Task prompt:
Copy the full listing, changing nothing.

Supplied records:

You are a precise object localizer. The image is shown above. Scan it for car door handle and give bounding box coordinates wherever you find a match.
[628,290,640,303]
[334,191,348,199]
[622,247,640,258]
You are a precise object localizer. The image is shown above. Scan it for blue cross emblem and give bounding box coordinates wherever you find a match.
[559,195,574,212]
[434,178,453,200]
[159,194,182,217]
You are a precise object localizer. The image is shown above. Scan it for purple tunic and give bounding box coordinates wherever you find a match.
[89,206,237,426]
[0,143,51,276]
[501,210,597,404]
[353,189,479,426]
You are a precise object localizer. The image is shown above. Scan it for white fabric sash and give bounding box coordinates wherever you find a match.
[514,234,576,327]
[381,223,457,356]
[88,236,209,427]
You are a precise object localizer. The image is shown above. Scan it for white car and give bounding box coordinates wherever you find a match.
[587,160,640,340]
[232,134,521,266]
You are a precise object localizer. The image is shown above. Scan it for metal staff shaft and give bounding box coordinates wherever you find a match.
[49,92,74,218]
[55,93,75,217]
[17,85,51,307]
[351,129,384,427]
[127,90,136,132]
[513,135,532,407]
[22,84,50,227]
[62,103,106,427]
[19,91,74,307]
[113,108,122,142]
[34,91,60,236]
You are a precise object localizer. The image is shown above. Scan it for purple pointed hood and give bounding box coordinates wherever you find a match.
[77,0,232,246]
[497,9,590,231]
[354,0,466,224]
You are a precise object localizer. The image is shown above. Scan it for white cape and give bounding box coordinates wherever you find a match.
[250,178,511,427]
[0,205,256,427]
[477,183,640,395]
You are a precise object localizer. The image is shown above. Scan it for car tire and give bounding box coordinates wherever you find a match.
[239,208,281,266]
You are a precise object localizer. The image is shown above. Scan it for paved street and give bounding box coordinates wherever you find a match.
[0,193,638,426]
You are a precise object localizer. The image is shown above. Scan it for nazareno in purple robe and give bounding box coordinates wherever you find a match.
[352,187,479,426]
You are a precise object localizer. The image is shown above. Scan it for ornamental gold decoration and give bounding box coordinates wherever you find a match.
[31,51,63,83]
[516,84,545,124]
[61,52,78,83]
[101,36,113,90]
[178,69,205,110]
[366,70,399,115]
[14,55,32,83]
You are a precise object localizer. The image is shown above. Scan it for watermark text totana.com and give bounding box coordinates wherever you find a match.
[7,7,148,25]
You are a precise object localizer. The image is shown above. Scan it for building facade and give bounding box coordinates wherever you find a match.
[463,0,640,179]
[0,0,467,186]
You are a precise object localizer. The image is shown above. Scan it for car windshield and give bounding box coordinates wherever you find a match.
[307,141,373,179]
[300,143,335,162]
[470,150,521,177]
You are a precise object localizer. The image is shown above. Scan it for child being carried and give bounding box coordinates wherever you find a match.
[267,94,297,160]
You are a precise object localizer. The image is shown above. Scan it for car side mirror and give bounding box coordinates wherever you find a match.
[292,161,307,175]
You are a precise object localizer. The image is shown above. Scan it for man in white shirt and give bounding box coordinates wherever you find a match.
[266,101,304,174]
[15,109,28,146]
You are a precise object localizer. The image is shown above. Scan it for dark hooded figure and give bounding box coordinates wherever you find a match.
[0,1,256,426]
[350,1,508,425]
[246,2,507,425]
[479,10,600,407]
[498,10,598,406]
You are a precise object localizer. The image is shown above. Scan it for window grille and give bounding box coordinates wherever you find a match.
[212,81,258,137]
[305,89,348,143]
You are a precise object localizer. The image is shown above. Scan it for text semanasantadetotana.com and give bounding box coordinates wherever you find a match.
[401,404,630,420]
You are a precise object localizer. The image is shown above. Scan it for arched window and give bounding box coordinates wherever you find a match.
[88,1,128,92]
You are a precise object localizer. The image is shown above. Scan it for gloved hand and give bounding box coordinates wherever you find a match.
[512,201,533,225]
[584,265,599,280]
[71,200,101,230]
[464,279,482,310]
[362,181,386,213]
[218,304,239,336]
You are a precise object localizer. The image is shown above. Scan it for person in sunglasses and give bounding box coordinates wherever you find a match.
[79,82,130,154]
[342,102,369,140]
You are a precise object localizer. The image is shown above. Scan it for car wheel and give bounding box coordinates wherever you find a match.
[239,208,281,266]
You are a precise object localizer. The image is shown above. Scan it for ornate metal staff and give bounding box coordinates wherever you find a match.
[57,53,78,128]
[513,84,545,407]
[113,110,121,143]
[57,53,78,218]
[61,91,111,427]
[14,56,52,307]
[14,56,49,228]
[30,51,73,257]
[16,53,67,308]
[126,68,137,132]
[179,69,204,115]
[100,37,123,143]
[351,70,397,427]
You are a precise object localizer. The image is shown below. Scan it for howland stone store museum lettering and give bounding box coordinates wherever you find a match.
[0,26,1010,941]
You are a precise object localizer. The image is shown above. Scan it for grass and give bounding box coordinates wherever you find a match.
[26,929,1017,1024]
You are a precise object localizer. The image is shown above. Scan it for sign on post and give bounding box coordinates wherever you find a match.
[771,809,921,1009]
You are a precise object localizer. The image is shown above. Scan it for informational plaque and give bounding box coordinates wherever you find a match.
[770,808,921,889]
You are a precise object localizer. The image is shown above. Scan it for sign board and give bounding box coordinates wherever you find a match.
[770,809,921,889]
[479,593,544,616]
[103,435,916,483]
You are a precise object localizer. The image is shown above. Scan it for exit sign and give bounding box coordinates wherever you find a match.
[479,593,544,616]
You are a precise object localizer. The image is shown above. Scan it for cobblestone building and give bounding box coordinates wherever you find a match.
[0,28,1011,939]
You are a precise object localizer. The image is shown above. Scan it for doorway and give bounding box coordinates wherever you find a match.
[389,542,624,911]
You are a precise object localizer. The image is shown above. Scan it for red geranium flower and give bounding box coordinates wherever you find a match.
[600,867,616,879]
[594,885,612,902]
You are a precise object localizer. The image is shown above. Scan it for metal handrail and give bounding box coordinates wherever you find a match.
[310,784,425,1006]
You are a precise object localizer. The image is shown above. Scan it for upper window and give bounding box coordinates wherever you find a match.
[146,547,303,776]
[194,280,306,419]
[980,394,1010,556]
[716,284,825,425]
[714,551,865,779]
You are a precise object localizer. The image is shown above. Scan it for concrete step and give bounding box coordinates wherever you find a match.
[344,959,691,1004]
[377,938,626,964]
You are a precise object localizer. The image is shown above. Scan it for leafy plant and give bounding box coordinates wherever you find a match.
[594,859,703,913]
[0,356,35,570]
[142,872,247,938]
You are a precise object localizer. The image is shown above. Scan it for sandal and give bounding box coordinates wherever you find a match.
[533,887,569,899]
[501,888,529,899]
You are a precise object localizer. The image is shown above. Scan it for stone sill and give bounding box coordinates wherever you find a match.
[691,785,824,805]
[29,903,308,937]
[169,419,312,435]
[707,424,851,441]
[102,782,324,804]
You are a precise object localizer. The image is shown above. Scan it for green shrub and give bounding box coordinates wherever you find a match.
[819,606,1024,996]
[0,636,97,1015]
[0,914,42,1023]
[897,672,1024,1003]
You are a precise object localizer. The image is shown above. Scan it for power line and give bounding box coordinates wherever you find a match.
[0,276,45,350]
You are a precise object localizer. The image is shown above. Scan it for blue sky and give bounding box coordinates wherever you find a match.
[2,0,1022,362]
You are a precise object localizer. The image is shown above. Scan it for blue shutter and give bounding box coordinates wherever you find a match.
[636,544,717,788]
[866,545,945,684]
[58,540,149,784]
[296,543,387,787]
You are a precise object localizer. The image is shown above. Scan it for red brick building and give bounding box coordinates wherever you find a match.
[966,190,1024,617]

Exercise output:
You are a precise object localizer. The image is shown above. Scan it for car door handle and give bounding box coordinates wherever you find a match.
[628,290,640,303]
[334,191,348,199]
[622,247,640,258]
You are a precise object localizer. The image is shown above. Scan it for blue cross emblem and give bounding box coordinates wherever you find a match.
[559,195,574,212]
[434,178,453,200]
[159,194,182,217]
You are a precise object localizer. The image is shown above. Scan it for purple tunic and give bounding box coordinates wherever you find a match.
[89,206,237,426]
[0,143,51,276]
[501,210,597,404]
[353,189,479,426]
You are a precise object localizer. The image is shown above. Scan it for white fabric sash and give bounding box coordinates wherever you find a match.
[514,234,576,327]
[381,223,457,356]
[88,236,209,427]
You are a precise object localizer. The image is shown above. Scan it for white car and give bounding box coordinates wherever you find a match.
[587,160,640,340]
[232,134,521,266]
You are a precise object localizer. The image is shown above. Scan it for metal staff shaft and give bounding box coordinates wherever you find a match.
[49,92,74,218]
[55,93,75,217]
[17,85,51,307]
[351,129,384,427]
[127,90,136,132]
[513,135,532,407]
[22,84,50,227]
[62,103,106,427]
[19,91,74,307]
[113,108,122,142]
[34,91,60,236]
You are a precise object localizer. The image is shown above. Scan it for purple pointed hood and give bounding box coordinates wherever you find a match.
[77,0,232,246]
[497,9,590,231]
[354,0,466,224]
You are a precise object localizer. The image is shown above. Scan it for white cape and give bounding box coordinates wherever you find a match.
[250,178,511,427]
[0,205,256,427]
[477,183,640,395]
You are a precise object localizer. The image is shown above. Scan it for car tire and give bounding box coordinates wherever you find a match.
[239,208,281,266]
You are a precise object localizer. The image is shown above. Scan it for paved street and give bounding box coordinates wherever you find a match.
[0,193,638,426]
You are a precise object localizer. The image is shown above. Scan it for nazareno in purple robe and give bounding box coordinates wherever you find a match.
[352,187,479,426]
You are a precise object localizer. The image is shown above. Scan it for ornamental gold decoration and give bounding box coordinates wherever you find a match.
[31,51,63,83]
[516,84,545,124]
[61,52,78,83]
[101,36,113,90]
[178,69,205,110]
[366,70,399,115]
[14,55,32,83]
You are a precise object localizer. The image is shown above. Scan it for watermark text totana.com and give bounding box coordinates wherever you find a match.
[7,7,148,25]
You are a precise object localizer. The image is shown above. Scan it for building facade and give bounding box coordinates wherever you find a match.
[463,0,640,179]
[0,0,467,186]
You are a precise object localizer. The image is shown above. Scan it for car windshield and give bounding box coordinates wherever you find a match.
[307,141,373,179]
[300,143,335,162]
[470,150,521,177]
You are a precise object localizer. The image is shown above. Scan it for child being carried and give bounding box coordinates wherever you find a match.
[267,94,297,160]
You are a precise object localizer. The image is shown above. Scan it for car side mirror and give bounding box coordinates wherever you find a match.
[292,161,307,175]
You are a precise object localizer. The image is shown above. Scan it for man in white shirt and give bounding box coordinates wherever you find a match.
[266,101,304,174]
[15,109,28,146]
You are a precise object localizer. The image is shown above. Scan it for dark hooded figure and give bounding box coordinates wherever you find a match.
[0,1,256,426]
[350,1,508,425]
[246,2,507,425]
[479,10,600,407]
[498,10,598,406]
You are a precise object localizer. The image is shown above. Scan it for window grille and give bounding box coordinates wherever you find a match.
[212,81,258,137]
[305,89,348,143]
You are a precise object localizer. The image is shown above. Scan it for text semanasantadetotana.com and give bounding box coordinates wherever you find a match.
[401,404,630,420]
You are a precise object localizer. The image is shown above. Scan it for arched window and give bounding box coordinates wherever you find a match.
[88,1,128,92]
You are a precise object localizer. The image is shown above. Scan it for gloved hand and give bounding box coordinates wherever you find a match.
[512,201,533,225]
[584,265,599,280]
[71,200,101,230]
[464,279,482,310]
[362,181,386,213]
[218,304,239,336]
You are a precise object localizer. The image is shown above. Scan it for person in sunglasses and give bounding box coordinates wherever you find a match.
[79,82,130,154]
[342,102,369,140]
You are a precise object localizer. The image is shown above. Scan it for car wheel and give bounding box coordinates wherever you find a match.
[239,208,281,266]
You are a precise object localizer. The image is shown above. Scan it for ornate metal staff and give bounding box coordinates wherever you find a match.
[57,53,78,128]
[513,84,545,407]
[113,110,121,143]
[57,53,78,218]
[61,91,111,427]
[14,56,52,307]
[14,56,49,228]
[30,51,73,257]
[16,53,67,308]
[126,68,137,132]
[179,69,204,115]
[100,37,123,143]
[351,70,397,427]
You are a precise object localizer. The image is shown below. Scan it for howland stone store museum lettering and give bounding box coordinates wherever you find a match.
[0,26,1010,941]
You are a precise object localizer. The image is shown above. Scan it for grass and give bounding box coordinates wherever you find a match.
[26,929,1017,1024]
You are a precise object localizer. The image is shown above. Scan it for sign on post and give bounding box coordinates wherever you find a match.
[771,809,921,1009]
You are a precise object localizer. The image is shown above. Scan it for informational plaque and give bounding box coordinates wherever you find a match.
[770,808,921,889]
You are a precise object localizer. The image is shown above. Scan it for sign board and give bounding box coordinates wherever you find a match.
[770,809,921,889]
[479,593,544,616]
[103,435,916,483]
You are a precise object localizer. The image is shown above. Scan it for exit sign and give bounding box coordinates wherever you find a match.
[479,593,544,616]
You are a precise object localizer. The image is shown above. Scan it for cobblestone building and give bounding box coordinates wherever you find a match.
[0,28,1011,939]
You are a precise object localizer. The image is shown above. Scan it for doorway and give bounding box coordinates wherever you find a match.
[389,542,624,911]
You are a precise object localizer. The image is shown above. Scan it for red geranium flower and give bounding box coordinates wherever you find a match.
[600,867,616,879]
[594,885,612,902]
You are a precise object localizer. The image is shown above. Scan it for metal handrail and give bounding box coordinates wherever you find a match.
[310,784,425,1006]
You are a precise object localizer. The image is shown above. Scan it for upper window and give bounding box coordinates wherever you find a match.
[146,547,303,776]
[194,280,306,419]
[980,394,1010,556]
[716,284,825,425]
[714,551,865,779]
You are a precise object localizer. The image is shown above. Scan it for concrete step and give bounding box coordinates wherever you find a match.
[344,959,691,1004]
[377,938,626,964]
You are a precise object localizer. The image is shown above. Scan it for leafy plant and give bounding box coordinates wherever you find a match.
[594,859,703,913]
[0,356,35,570]
[142,872,247,938]
You are a precise object localizer. The image is shown above. Scan it for sandal and give bounding box coordinates wherever you find a match.
[533,887,569,899]
[501,888,529,899]
You are a precise object localizer. The image is shown above. Scan it for stone sill and give bounding box coordinates wherever you find a match.
[691,785,824,805]
[29,903,308,937]
[169,419,312,435]
[707,424,851,441]
[102,782,324,804]
You are a precise object localizer. The image is shown above. Scan it for green shrub and give bounding box coordinates wherever you find a match.
[819,606,1024,996]
[0,636,97,1015]
[0,914,42,1023]
[897,672,1024,1003]
You are a precise object localizer. The image is shown above. Scan it for power line and give bounding box coordinates wherever you find a match.
[0,276,45,350]
You are a precise object localizer. The image is shown above. Scan it for blue sky and give bounding box coordinates wherever you find a match.
[2,0,1022,362]
You are a precise object localizer. The image is shown above. Scan it for blue shutter and give bounding box coordinates wherever you find a match.
[636,544,717,788]
[866,545,945,684]
[58,540,149,784]
[296,543,387,787]
You are a precise object localizer. The image is shown above. Scan it for red brick building and give bounding box coordinates wherever you find a match.
[966,190,1024,617]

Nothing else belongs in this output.